------ STUDY TEXT ------

Liz Truss could freeze bills to avoid energy ‘Armageddon’

Liz Truss is expected to beat Rishi Sunak and be announced as the new Conservative leader - Shutterstock
Liz Truss is expected to beat Rishi Sunak and be announced as the new Conservative leader - Shutterstock

Liz Truss is considering freezing energy bills for millions of households this winter if she wins the Conservative Party leadership race, the Telegraph understands.

Campaign sources familiar with discussions, and energy company insiders who have been consulted, have said that a freeze of some form is now expected.

Shortly after midday on Monday, the contest to succeed Boris Johnson will formally end, with either Ms Truss or Rishi Sunak, the former chancellor, announced as the next Tory leader.

The winner, as chosen by Conservative Party members, will then become prime minister on Tuesday.

Ms Truss is the clear favourite, having consistently led in opinion polls of Tory members throughout the summer - though both sides insisted on Sunday night that the result was not yet a certainty.

Whoever wins, one of their first priorities will be to address the cost of living crisis.

In an interview on BBC One’s Sunday with Laura Kuenssberg, Ms Truss moved to reassure the public that help was coming if she becomes prime minister, vowing to reveal a support package within a week.

The Foreign Secretary said the rise in energy bills did not have to mean “Armageddon” this winter and declined to rule out a bills freeze for some households.

------ DATASET EXCERPT ------

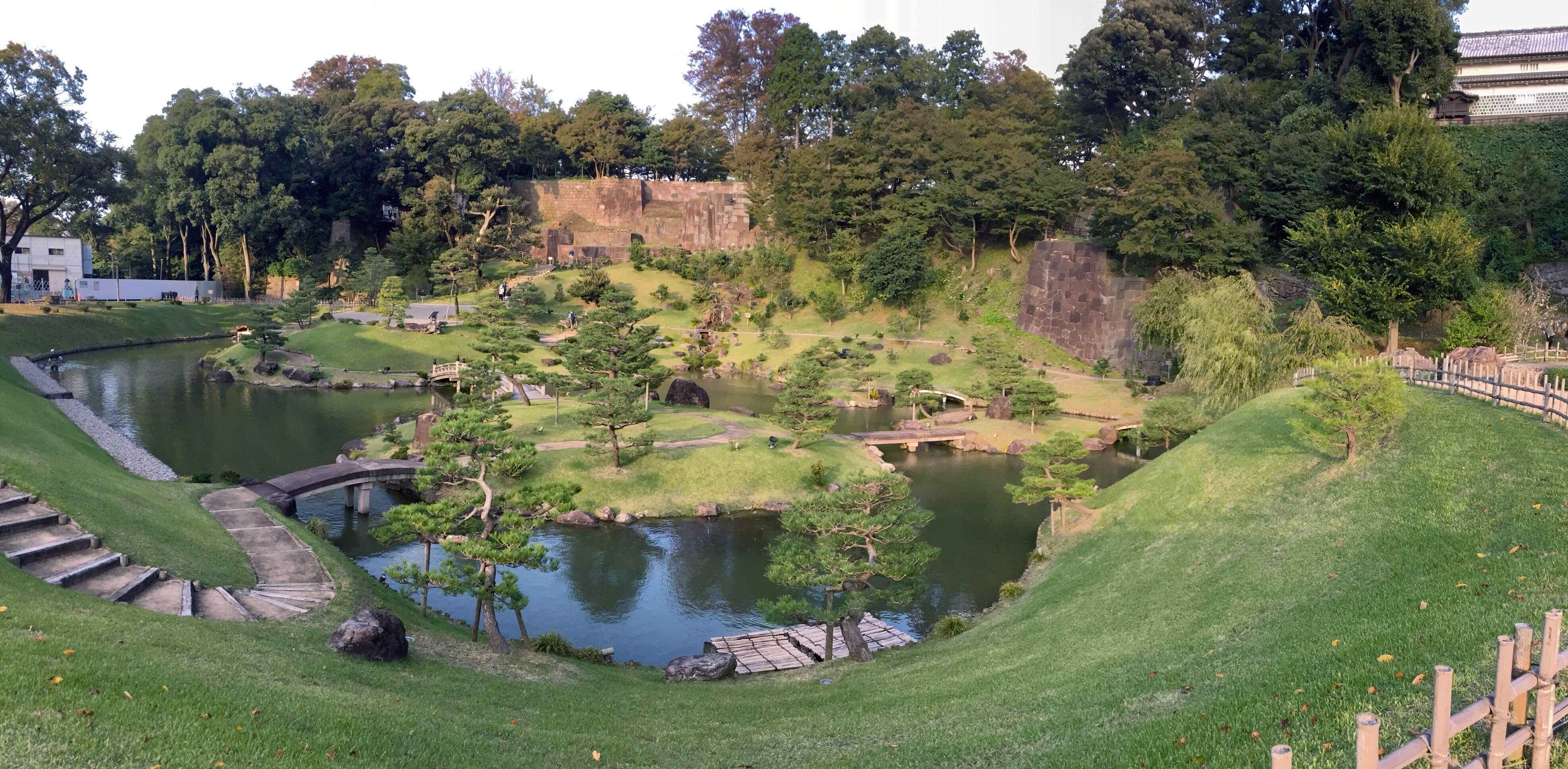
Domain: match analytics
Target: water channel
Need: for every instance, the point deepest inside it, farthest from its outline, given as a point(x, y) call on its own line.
point(653, 591)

------

▸ **DIRECTIONS**:
• 1. According to the article on Liz Truss and energy bills, on what day will the winner of the Conservative leadership contest become prime minister?
• 2. Write the next few paragraphs of the article on Liz Truss and energy bills, picking up after its final sentence.

▸ **EXERCISE RESPONSES**:
• 1. Tuesday.

• 2.
Annual energy bills for the average household are set to jump from £1,971 to £3,549 from this October when the change in the price cap kicks in.

It comes as Olaf Scholz, the German chancellor, on Sunday announced an energy bills relief plan worth about 65 billion euros, reflecting the major interventions being taken elsewhere in Europe.

In the BBC interview, Ms Truss said: “I will act if I’m elected as prime minister. I will act immediately on bills and on energy supply because I think those two things go hand in hand.”

Pushed on whether she would rule out an overall freeze on energy bills – a policy proposed by the Labour Party and energy companies – Ms Truss declined to do so.

“I’m not going to go into details of what a putative announcement would be before because I think it would be wrong to do that,” she said.

She added: “I don’t think we should be predicting a sort of Armageddon scenario. I think we are in a good position to deal with what are very tough challenges.”

Scottish Power has proposed a £100 billion plan for a two-year energy bill freeze, financed by loans underwritten by the Treasury. The proposal is backed by other energy firms.

One energy company source said the idea has been “extremely actively explored” by Truss campaign figures and that Kwasi Kwarteng, the Business Secretary tipped to become chancellor if Ms Truss wins, appeared “very open” to options for a freeze.

A second industry source confirmed the proposal was being scrutinised by the Truss campaign.

Truss team insiders have told The Telegraph the same. One said: “I’m confident there will be a mechanism introduced that freezes bills”. Another said the idea had been discussed “quite a lot in the last fortnight”.

The specifics of such an energy bills freeze – exactly who would benefit, how long for, at what price level and the degree to which the taxpayer would cover the cost – remains a point of debate, according to sources.

A Truss campaign spokesman declined to comment.

During the leadership contest, Ms Truss faced criticism from the Sunak campaign for saying in a newspaper interview she would prefer not to give “handouts” as the solution to the cost of living crisis.

She has rejected calls to detail what financial help she would give people, instead pointing to her wider tax cut promises.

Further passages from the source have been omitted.